(Beginning of RECORDS FOR PROCESSING)

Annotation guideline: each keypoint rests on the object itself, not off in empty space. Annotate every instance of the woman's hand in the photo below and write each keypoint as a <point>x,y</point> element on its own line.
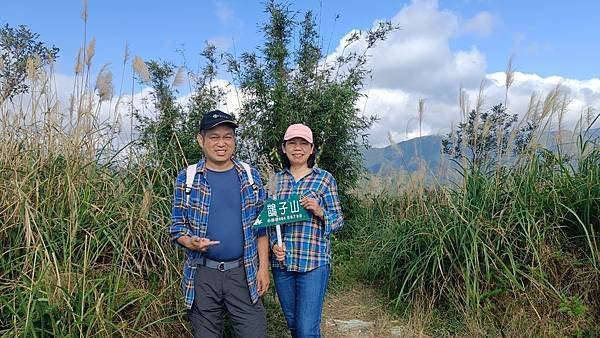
<point>279,252</point>
<point>312,204</point>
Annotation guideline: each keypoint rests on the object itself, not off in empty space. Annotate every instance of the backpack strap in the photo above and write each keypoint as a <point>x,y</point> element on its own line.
<point>190,173</point>
<point>248,172</point>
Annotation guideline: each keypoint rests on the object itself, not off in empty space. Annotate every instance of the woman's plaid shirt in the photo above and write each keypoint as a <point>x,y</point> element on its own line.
<point>307,243</point>
<point>193,221</point>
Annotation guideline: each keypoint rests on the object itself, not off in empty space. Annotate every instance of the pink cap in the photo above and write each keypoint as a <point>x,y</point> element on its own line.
<point>298,130</point>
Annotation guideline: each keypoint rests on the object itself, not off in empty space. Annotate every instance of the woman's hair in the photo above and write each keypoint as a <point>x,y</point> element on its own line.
<point>286,161</point>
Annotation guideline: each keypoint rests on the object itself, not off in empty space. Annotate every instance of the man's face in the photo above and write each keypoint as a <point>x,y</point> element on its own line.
<point>218,144</point>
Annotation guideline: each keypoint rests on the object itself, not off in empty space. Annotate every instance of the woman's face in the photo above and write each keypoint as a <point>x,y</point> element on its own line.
<point>298,150</point>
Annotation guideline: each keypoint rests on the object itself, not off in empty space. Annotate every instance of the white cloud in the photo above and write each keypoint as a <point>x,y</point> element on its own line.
<point>481,24</point>
<point>417,62</point>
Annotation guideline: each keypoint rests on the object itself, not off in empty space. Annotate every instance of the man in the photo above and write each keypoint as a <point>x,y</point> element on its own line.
<point>214,224</point>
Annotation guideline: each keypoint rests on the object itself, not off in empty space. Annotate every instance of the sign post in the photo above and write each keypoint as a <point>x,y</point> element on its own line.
<point>277,212</point>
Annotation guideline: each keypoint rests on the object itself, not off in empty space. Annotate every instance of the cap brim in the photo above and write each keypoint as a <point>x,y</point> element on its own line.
<point>233,124</point>
<point>299,136</point>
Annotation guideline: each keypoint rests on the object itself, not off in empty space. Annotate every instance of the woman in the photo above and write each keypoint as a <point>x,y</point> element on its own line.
<point>302,263</point>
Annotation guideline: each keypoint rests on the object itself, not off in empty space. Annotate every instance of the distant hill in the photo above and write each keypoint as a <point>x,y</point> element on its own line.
<point>406,154</point>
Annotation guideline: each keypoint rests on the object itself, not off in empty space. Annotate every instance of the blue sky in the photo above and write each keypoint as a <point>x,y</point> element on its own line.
<point>546,37</point>
<point>442,45</point>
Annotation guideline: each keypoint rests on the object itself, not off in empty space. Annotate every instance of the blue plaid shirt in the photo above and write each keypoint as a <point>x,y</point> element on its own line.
<point>307,243</point>
<point>193,221</point>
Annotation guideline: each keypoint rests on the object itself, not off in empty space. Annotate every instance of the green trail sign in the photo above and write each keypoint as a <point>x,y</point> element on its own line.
<point>281,212</point>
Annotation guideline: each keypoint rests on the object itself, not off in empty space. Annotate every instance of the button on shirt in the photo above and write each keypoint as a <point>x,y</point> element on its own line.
<point>307,243</point>
<point>193,220</point>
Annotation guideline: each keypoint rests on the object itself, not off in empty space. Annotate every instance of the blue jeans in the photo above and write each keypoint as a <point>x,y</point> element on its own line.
<point>301,296</point>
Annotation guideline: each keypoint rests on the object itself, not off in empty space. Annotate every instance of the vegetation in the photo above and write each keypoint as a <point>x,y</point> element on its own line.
<point>510,250</point>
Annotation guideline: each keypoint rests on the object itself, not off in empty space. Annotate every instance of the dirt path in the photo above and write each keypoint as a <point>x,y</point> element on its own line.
<point>358,312</point>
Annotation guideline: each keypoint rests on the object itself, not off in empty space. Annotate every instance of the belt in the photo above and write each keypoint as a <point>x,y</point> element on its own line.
<point>221,266</point>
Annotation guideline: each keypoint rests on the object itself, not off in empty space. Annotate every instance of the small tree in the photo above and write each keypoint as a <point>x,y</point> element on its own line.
<point>282,86</point>
<point>20,49</point>
<point>170,134</point>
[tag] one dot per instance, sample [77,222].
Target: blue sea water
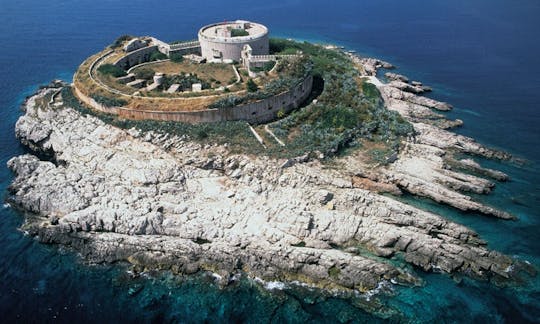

(End of RECORDS FOR PROCESSING)

ASSIGNMENT – The response must match the listing exactly, except that pictures are removed.

SOLUTION TO THIS EXERCISE –
Annotation guideline: each keypoint rests on the object itself, not off in empty space. Annotate every instance of the woman's hand in the photo below and write each keypoint as a <point>x,y</point> element on its own line.
<point>279,252</point>
<point>312,204</point>
Annotation guideline: each keypoint rests on the object itself, not off in empty space. Annotate every instance of the backpack strap in the photo above and write each keypoint as a <point>x,y</point> element on its own line.
<point>190,173</point>
<point>248,172</point>
Annotation guideline: each keypoint rests on the object itself, not off in empty space. Annotate every instance of the woman's plaid shirt in the photo above and write each keypoint as a <point>x,y</point> element on its own line.
<point>307,243</point>
<point>193,221</point>
Annotation guideline: each keypoint rests on the object itself, not off in empty space. Annotate every instance of the pink cap in the photo above and write each keypoint as a <point>x,y</point> element on its own line.
<point>298,130</point>
Annotation guideline: each keypoint rests on the object itself, not off in empty space. Annotate every instance of the woman's hair in the photo above and write each keypoint as a <point>x,y</point> element on its own line.
<point>286,161</point>
Annotation guideline: each keypoint rests on the object itself, not off in empty space. Annotate every instance of the man's face in the photo above and write each keypoint as a <point>x,y</point> element on its own line.
<point>218,144</point>
Annotation guideline: each keypoint rests on the object itself, not off in empty space. Annotate every instance of the woman's face in the photo above and write each keypoint as a <point>x,y</point> element on its own line.
<point>298,150</point>
Annotation guideline: each keypoint rests on the object itself, not off in empty space. Annotate every instance of the white cloud in the photo above and write each keypoint as a <point>x,y</point> element on its own line.
<point>481,24</point>
<point>417,62</point>
Annotation guideline: each keypoint rests on the object itself, not off in empty space. Annotate every instance of the man in the photo above and write each keypoint as a <point>x,y</point> element on its own line.
<point>214,224</point>
Annotation guideline: each keypoint rests on the object itself, not off in empty space. Annotate every instance of the sign post in the photo above and write each keypoint as a <point>x,y</point> element on its own line.
<point>277,212</point>
Annotation guideline: each keypoint rests on the object itself, not off in empty space. Annotate every instance of the cap brim in the photo above and write each keypoint as a <point>x,y</point> element on its own line.
<point>233,124</point>
<point>299,136</point>
Annotation guideline: each keypoint rests on the object itself, not off in empty space. Annotate every instance of the woman in the photo above and write each keypoint as a <point>x,y</point> element on its own line.
<point>302,263</point>
Annotation guideline: each keypoint rests on the object itself, not off in empty space. Annotate every instance of the distant hill in the photo above and write each keypoint as a <point>x,y</point> element on its own line.
<point>406,154</point>
Annotation guideline: each keypoint rests on the object itself, not off in empty space. Annotate every instance of the blue sky in the photo above and write each keypoint as a <point>x,y</point> element on its own line.
<point>546,37</point>
<point>442,45</point>
Annotation guideline: each keypoint rests on the object itself, not off in empty space. Annotate every instance of the blue plaid shirt in the photo above and write each keypoint as a <point>x,y</point> element on its own line.
<point>307,243</point>
<point>193,221</point>
Annotation guideline: each keypoint rests on the object itself, not off in empty space. Annotate every instance of the green trail sign in the photo above and write each keypoint as a <point>x,y</point> element on its own line.
<point>281,212</point>
Annotation guideline: each keypoint rests on the object itself, not off in empty space. Annotate every instance of the button on shirt in the photo above and write each keypoint as a <point>x,y</point> element on its own line.
<point>307,243</point>
<point>193,220</point>
Annotation guideline: each keypoint rests on the object itself, not off in empty space. Annotate every instance of the blue jeans in the photo above and write each keypoint as a <point>x,y</point> element on its own line.
<point>301,296</point>
Annotation guideline: each keypoint rests on the object itself, not off in empty space. Annotate every instance of the vegetation in the photo above and write each keypoint as a <point>x,y</point> element on its own line.
<point>510,250</point>
Annotation guideline: each keypoint rests on the object itself, not off in empty space. Annotate every instance of the dirt path in the photo above and write each keypoint as a <point>x,y</point> element on its own line.
<point>358,312</point>
Annotation guideline: each keypoint rests on the object itself, not off in empty space. Annotate every instance of the belt in the photo above and write each keypoint as a <point>x,y</point> element on its own line.
<point>221,266</point>
Annotation guideline: each keypoint rests on the object itself, not off in empty space. Annotate every instance of the small tree in the photo above and write each keypoint as a <point>x,y</point> element on its own line.
<point>282,86</point>
<point>20,49</point>
<point>170,134</point>
[tag] one dot per instance, sample [77,222].
Target: blue sea water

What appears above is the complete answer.